# START OF Supplied data

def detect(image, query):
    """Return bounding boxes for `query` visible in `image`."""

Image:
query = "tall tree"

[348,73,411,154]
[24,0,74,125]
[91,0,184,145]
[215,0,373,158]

# END OF Supplied data

■ **Exercise description**
Edit the lines above by replacing "tall tree" with "palm tree" wherever it occurs, and keep every other part unchanged.

■ **Task answer**
def detect(image, query):
    """Return bounding boxes for `query` visible in `image`."""

Image:
query = "palm tree"

[348,73,411,154]
[24,0,74,125]
[91,0,184,145]
[215,0,373,158]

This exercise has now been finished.